Passage:

Acting Secret Service director Ronald L. Rowe Jr. testifies before a joint hearing of the Senate Judiciary and Homeland Security and Government Affairs committees on Capitol Hill in July. (Michael A. McCoy/The Washington Post)

Acting Secret Service director Ronald L. Rowe Jr. is urging Congress to heavily invest in the protective agency after two apparent assassination attempts against former president Donald Trump, saying the service must confront its shortcomings and better position itself to handle a dangerous “new reality.”

Rowe, in a wide-ranging interview with The Washington Post, said the guardians of U.S. presidents, former presidents and other top officials are desperate for more counter-snipers and investigators, upgraded armored limousines for motorcades, and a greater supply of ballistic glass.

He said that the agency’s aging Maryland training center lacks studios to train agents for real-world attacks and that agents are working more hours in a state of hypervigilance than anyone should.

“We are running our people at levels that we have not seen in our protective operations,” Rowe said this week. “We are burning everything hot right now.”

The agency operates with a $3 billion yearly budget and more than 7,000 employees, including the elite protective details.

Homeland Security Secretary Alejandro Mayorkas said in a separate interview that the Secret Service is asking Congress for a “significant” budget increase for staff, transportation and technology, though he and Rowe separately declined to provide specific numbers. The agency is part of DHS.

The acting director’s ambitions are colliding with skeptical members of Congress who have watched with growing alarm as solo gunmen appear to have targeted the Republican nominee for president twice in a 10-week span.

On July 13, an armed man scaled an unsecured roof and fired multiple shots at a Trump campaign rally in Butler, Pa., killing an attendee and injuring Trump and others in the crowd.

On Sunday, a Secret Service agent spotted an armed man on the perimeter of the Trump International Golf Club in West Palm Beach and opened fire. No one was injured, and the suspect was taken into custody.

The July attack was the first direct hit on a U.S. leader since the 1981 shooting of President Ronald Reagan (R) in Washington. Secret Service Director Kimberly Cheatle resigned days after the Butler shooting, after bipartisan complaints that she failed to provide sufficient protection to Trump or answer lawmakers’ questions about the security breach. The Secret Service plans to give an update Friday on its investigation of the incident.

Rowe, a 25-year agency veteran who became acting director on July 23, is attempting to expand the service amid multiple investigations into the suspected attempts on Trump’s life and complaints that the agency has failed to implement policy recommendations as far back as the Bush and Obama administrations.

Excerpts of location labeling data:
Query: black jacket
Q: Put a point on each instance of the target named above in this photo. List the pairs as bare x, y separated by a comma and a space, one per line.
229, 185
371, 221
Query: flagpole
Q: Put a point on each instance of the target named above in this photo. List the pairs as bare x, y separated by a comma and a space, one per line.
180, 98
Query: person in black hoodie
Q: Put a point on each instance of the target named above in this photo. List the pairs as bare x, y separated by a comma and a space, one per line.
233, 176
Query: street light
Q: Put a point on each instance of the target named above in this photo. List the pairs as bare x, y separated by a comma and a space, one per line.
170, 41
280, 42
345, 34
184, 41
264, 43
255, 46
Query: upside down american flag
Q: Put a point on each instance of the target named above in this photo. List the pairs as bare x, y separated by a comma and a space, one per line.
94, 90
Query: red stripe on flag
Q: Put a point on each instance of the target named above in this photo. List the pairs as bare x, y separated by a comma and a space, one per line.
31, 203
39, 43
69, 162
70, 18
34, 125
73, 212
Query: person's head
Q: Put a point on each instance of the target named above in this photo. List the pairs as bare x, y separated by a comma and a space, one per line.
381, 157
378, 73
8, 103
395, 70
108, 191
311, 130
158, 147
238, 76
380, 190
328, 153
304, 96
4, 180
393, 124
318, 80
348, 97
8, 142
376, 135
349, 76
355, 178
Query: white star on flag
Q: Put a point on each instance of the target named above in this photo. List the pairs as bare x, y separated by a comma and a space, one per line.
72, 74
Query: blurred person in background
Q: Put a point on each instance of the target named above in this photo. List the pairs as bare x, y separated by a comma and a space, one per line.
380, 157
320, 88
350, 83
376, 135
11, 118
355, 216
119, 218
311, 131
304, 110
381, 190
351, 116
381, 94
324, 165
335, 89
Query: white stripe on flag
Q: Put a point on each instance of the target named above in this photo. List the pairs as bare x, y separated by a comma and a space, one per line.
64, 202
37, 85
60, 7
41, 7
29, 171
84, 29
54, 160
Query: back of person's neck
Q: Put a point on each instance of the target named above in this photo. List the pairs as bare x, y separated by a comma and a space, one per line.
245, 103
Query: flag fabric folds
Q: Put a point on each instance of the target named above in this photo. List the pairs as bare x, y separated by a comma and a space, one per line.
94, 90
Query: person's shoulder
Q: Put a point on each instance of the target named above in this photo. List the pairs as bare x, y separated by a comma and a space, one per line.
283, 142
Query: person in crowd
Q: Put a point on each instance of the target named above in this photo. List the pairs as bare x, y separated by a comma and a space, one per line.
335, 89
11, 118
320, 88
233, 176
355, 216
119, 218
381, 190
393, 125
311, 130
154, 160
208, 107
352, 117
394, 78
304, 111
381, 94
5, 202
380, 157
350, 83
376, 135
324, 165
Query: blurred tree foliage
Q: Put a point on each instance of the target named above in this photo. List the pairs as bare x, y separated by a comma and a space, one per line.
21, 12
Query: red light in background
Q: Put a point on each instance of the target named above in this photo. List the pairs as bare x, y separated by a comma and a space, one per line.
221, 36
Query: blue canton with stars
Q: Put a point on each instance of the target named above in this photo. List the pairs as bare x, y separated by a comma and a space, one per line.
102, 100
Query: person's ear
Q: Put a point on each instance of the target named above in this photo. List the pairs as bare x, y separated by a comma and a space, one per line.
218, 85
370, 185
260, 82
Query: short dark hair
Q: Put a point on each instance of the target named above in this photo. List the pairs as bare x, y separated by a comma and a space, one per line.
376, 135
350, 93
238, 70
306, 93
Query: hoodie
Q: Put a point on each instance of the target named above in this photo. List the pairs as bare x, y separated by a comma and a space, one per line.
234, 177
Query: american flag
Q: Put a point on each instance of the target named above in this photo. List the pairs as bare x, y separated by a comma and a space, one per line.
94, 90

Directives:
a) Reproduce the entries from the line with "Query: hoodie" through the end of the entries, substituting "image" for "photo" and leaving all other wording unchanged.
b) Extend the article on the acting Secret Service director's appeal to Congress for more funding, beginning after its final sentence.

Outputs in order:
a)
Query: hoodie
Q: Put a point on each instance of the target named above in this image. List the pairs as bare x, y separated by a comma and a space, one per line.
234, 177
Query: american flag
Q: Put a point on each instance of the target named above in this image. List the pairs as bare x, y separated by a comma and a space, one per line.
94, 90

b)
The agency has suffered multiple security lapses, including an embarrassing incident in September 2014 when a man carrying a knife jumped the perimeter fence around the White House and entered through the front door.

Rowe has received cautious praise from lawmakers for his candor at congressional hearings and for his impassioned defense of agents who risk their lives to guard more than 40 top U.S. and foreign officials and their families.

The day after being named acting director, Rowe visited the Pennsylvania scene and has stated publicly that the security breach was not due to budget limitations but to a “failure of imagination” to properly prepare for and prevent the threat.

But, he said, the agency has insufficient resources to run at its breakneck pace in its “new norm” — a rapidly rising number of violent threats against the country’s political leaders.

On Sept. 5, Rowe wrote members of the Senate Homeland Security Appropriations Committee that the agency’s protection details needed a dramatic upgrade and an influx of cash, making him the first agency head in decades to publicly admit the protective details had shortcomings.

The last time a Secret Service leader was so clear about the agency’s vulnerabilities was when Director James Rowley demanded more agents and an overhaul in training in 1963, after the assassination of President John F. Kennedy. The agency’s Maryland training center is named in his honor.

Rowe said in the Post interview that the Secret Service is guarding against an increasing array of unpredictable threats, from foreign adversaries and domestic extremists to lone wolves with access to weapons in a politically polarized nation.

Since taking the leadership role, he added an applied-technology division to research and leverage the best technologies, including from the Defense Department.

But Rowe said he must add many more law enforcement agents and officers to the rolls to properly safeguard all the leaders under the Secret Service’s protection.

“You can have all the whiz-bang technology,” he said. “But at the end of the day, it comes down to people doing their jobs.”

He said the Secret Service is on schedule to hire 400 agents by the end of this year, rebutting claims that the agency is lagging in replacing those who resign or retire.

But, he said, “I can’t work them to death.”

After the golf course incident, Trump and his team have said they want more agents and protection, though Rowe said Trump already has one of the highest levels of detail the agency can provide.

Joe Hagin, who served on a bipartisan blue-ribbon panel that recommended numerous Secret Service reforms following several security failures during the Obama administration, said he was disappointed that many of the recommendations did not bring change.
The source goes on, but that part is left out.